• The problem:
The expected answer is the data below, retyped exactly.

(Natural-language object grounding data)
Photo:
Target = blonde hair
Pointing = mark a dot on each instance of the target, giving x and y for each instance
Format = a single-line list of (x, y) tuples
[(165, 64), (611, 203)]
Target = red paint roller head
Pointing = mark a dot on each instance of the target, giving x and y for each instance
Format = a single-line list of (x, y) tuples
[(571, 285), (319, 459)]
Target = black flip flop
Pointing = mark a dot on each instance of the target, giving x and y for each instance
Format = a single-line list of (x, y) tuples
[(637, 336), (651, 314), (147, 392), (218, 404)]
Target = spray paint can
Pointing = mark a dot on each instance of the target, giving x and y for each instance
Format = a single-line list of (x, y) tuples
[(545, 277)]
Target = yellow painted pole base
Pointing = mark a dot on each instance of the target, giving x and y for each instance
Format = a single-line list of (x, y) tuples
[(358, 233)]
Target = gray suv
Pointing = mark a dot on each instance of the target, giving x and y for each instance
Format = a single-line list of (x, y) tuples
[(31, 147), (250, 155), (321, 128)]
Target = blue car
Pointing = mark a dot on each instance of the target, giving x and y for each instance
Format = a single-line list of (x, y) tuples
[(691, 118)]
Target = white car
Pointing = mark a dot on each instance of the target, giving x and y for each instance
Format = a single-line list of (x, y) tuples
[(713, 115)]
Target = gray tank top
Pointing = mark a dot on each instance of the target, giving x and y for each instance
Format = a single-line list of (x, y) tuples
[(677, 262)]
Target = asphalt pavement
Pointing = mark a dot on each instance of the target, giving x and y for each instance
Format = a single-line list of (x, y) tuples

• Expected output:
Photo:
Target = blonde hair
Pointing = mark a dot on each instance of the target, giving x and y for each instance
Format = a single-line list of (x, y) tuples
[(165, 64), (611, 203)]
Target = red paint roller head
Pointing = mark a dot on each instance of the target, giving x and y for each instance
Format = a single-line list of (x, y) tuples
[(571, 285), (319, 459)]
Target = black flip flop
Pointing = mark a dot on each instance of the target, giving x and y for each instance
Format = a single-line list of (x, y) tuples
[(637, 336), (651, 314), (147, 392), (218, 404)]
Target = spray paint can
Pointing = mark a dot on each instance of the target, giving x and y for each instance
Format = a single-line list of (x, y) tuples
[(545, 277)]
Target = yellow painted pole base
Pointing = mark a dot on each instance of the target, giving x and y for each instance
Format = a single-line list of (x, y) tuples
[(358, 233)]
Target = gray suv
Pointing = mark a dot on each instance of the target, giving x and y for each instance
Format = a single-line list of (x, y) tuples
[(31, 147), (250, 155), (321, 128)]
Target = blue car
Pointing = mark a dot on each instance of the target, giving x and y for each instance
Format = a single-line list of (x, y) tuples
[(691, 118)]
Target = white car
Pointing = mark a dot on each instance of the target, giving x and y for each instance
Format = a single-line list of (x, y) tuples
[(713, 115)]
Target = gray tank top
Pointing = mark a dot on each instance of the target, giving x and y for each instance
Format = a single-line list of (x, y) tuples
[(677, 262)]
Target = asphalt pavement
Pointing = mark a dot on each instance of the target, giving x and y for each instance
Format = a single-line list of (x, y) tuples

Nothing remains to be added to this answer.